Is there something weird about anorexia that prevents the National Institute of Mental Health from funding research into a variety of treatment options?  Of course not, their refusal to do this is based on some other criteria.  There's nothing specific about bulimia that prevents insurance companies from covering adequate treatment, they deny coverage for reasons independent of any of the essential features of this disorder.  What all this means to me is that these disadvantages are accrued by us solely because we're eating disordered - and that's oppression just as much as the examples above.  Now I'm no expert on history, but it seems to me that every oppressed group that has been the slightest bit successful in liberating itself has begun this task by finding an inner sense of pride.

The maintenance of oppression depends in large part on robbing those who are oppressed of
their dignity and pride so that they lose the ability to question an unjust social arrangement.  Socially, this is what we call "stigma."  I've felt eating disorder stigma plenty, and I don't like it.  Stigma is a social construct, it indicates that society wants something kept quiet - and it indicates this by placing the subject off limits, making it a cause for shame so that no one will feel comfortable revealing it to another person.  Gays struggled against this stigma for decades to be able to "come out," and they finally put a big dent in the stigma barrier with a full-blown pride movement.

**EXTRACTED ENTRIES:**

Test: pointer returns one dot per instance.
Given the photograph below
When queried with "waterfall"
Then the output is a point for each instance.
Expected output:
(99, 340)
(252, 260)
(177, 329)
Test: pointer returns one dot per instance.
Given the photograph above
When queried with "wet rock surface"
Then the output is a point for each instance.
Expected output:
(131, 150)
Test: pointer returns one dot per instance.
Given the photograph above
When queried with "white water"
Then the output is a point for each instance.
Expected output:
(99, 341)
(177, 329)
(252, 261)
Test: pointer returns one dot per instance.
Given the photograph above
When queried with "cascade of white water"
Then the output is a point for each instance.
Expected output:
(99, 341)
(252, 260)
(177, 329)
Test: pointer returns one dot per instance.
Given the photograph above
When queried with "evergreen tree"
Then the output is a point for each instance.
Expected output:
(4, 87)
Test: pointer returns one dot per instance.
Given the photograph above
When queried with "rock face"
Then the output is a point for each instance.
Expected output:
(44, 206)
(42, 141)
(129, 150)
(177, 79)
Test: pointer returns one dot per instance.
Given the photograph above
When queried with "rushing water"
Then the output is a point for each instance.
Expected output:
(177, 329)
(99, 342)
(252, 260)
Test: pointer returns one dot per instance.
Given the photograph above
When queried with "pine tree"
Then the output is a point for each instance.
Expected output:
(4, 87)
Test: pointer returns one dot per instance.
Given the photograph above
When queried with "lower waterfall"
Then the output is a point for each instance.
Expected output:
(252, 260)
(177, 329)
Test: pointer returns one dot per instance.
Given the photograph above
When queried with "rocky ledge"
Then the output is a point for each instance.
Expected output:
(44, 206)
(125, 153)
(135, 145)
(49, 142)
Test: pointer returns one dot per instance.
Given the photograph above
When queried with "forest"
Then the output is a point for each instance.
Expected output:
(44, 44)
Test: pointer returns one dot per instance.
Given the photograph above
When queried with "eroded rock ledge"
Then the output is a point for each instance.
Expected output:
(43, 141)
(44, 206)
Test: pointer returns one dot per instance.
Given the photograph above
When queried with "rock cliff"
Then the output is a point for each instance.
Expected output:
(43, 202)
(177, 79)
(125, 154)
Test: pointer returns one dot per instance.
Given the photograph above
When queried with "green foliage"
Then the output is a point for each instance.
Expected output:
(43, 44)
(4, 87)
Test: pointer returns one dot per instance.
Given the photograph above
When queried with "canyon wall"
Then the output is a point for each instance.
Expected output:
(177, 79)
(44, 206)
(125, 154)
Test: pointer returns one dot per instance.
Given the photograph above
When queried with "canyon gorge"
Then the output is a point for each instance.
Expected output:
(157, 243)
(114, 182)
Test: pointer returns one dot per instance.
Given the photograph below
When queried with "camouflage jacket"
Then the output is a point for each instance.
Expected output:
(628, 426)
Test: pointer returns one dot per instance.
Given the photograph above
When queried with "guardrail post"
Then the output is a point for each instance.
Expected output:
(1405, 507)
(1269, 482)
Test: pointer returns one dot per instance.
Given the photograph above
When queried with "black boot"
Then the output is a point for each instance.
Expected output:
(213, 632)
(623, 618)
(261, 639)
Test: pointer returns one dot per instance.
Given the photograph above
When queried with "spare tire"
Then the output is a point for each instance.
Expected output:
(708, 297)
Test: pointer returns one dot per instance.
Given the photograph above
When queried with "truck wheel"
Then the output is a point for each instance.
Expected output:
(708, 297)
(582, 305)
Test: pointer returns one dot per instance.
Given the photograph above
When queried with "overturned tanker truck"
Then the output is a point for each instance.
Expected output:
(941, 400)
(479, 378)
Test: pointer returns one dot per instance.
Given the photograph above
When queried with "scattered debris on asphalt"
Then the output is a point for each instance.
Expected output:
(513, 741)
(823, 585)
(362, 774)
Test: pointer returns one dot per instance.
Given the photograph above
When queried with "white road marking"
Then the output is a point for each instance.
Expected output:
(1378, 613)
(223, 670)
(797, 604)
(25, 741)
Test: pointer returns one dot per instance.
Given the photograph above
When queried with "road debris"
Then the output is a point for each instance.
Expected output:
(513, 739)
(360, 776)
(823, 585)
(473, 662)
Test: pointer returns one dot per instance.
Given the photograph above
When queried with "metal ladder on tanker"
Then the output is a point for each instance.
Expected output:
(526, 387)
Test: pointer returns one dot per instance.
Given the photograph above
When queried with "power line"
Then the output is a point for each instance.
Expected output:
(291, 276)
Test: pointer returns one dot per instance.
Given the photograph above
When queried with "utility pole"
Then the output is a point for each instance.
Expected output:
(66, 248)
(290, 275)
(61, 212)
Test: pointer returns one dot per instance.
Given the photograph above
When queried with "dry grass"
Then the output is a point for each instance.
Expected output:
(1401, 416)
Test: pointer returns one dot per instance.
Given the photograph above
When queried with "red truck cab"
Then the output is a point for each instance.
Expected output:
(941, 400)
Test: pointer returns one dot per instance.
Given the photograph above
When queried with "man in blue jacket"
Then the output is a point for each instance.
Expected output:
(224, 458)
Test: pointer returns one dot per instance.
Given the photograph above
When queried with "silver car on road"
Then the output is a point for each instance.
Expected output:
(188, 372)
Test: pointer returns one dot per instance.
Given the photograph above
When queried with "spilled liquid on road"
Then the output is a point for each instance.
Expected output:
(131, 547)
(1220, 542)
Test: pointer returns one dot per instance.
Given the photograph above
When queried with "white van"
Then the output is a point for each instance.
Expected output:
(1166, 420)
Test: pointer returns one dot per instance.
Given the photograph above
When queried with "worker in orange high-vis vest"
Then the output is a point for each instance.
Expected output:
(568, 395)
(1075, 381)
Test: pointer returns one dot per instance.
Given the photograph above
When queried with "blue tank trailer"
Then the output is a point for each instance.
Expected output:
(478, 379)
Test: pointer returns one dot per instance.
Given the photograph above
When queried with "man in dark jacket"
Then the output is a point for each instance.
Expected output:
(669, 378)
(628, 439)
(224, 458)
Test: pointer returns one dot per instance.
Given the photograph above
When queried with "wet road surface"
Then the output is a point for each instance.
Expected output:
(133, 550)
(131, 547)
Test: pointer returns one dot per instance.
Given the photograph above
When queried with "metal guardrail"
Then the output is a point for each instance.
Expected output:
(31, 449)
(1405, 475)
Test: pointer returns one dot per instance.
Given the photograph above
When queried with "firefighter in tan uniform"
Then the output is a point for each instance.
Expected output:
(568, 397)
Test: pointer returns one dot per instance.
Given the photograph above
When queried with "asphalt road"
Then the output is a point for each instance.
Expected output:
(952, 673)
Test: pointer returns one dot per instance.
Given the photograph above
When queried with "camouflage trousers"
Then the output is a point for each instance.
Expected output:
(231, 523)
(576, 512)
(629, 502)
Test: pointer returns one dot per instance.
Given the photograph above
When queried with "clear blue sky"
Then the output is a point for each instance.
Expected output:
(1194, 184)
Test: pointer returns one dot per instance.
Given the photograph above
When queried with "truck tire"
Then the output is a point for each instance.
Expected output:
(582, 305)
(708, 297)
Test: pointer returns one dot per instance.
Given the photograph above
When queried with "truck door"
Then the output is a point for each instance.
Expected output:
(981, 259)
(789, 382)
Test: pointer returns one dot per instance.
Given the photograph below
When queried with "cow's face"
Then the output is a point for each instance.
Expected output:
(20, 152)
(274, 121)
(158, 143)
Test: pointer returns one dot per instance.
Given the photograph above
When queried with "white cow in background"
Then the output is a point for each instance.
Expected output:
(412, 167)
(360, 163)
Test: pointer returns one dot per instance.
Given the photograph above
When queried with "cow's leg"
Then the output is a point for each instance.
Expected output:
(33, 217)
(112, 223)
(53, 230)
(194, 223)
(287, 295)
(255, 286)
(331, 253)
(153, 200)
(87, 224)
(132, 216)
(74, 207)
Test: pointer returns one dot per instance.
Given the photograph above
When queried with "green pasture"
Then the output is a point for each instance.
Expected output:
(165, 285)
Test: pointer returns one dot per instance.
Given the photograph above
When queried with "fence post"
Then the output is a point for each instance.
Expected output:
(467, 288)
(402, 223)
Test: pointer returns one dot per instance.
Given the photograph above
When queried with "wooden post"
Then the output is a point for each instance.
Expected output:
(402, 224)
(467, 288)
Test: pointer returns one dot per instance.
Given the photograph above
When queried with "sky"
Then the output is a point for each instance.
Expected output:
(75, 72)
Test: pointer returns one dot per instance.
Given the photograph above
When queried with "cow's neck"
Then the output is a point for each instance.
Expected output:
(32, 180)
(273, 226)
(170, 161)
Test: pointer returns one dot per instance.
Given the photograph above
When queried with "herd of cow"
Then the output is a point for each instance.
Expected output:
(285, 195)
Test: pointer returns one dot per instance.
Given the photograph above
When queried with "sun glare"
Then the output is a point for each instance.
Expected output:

**EXERCISE SET:**
**1.** According to the passage on eating disorder stigma, how did gays finally put a big dent in the stigma barrier?
**2.** Using the passage on eating disorder stigma, explain why maintaining oppression depends on robbing the oppressed of their dignity and pride.
**3.** Duplicate the part of the passage on eating disorder stigma between "The maintenance of" and "full-blown pride movement.", inclusive.
The records aren't needed for anything asked here.

**ANSWERS PROVIDED:**
**1.** They did it with a full-blown pride movement.

**2.** The passage says that taking away the dignity and pride of those who are oppressed makes them lose the ability to question an unjust social arrangement. Without that ability, they don't challenge the arrangement, so the oppression continues.

**3.**
The maintenance of oppression depends in large part on robbing those who are oppressed of
their dignity and pride so that they lose the ability to question an unjust social arrangement.  Socially, this is what we call "stigma."  I've felt eating disorder stigma plenty, and I don't like it.  Stigma is a social construct, it indicates that society wants something kept quiet - and it indicates this by placing the subject off limits, making it a cause for shame so that no one will feel comfortable revealing it to another person.  Gays struggled against this stigma for decades to be able to "come out," and they finally put a big dent in the stigma barrier with a full-blown pride movement.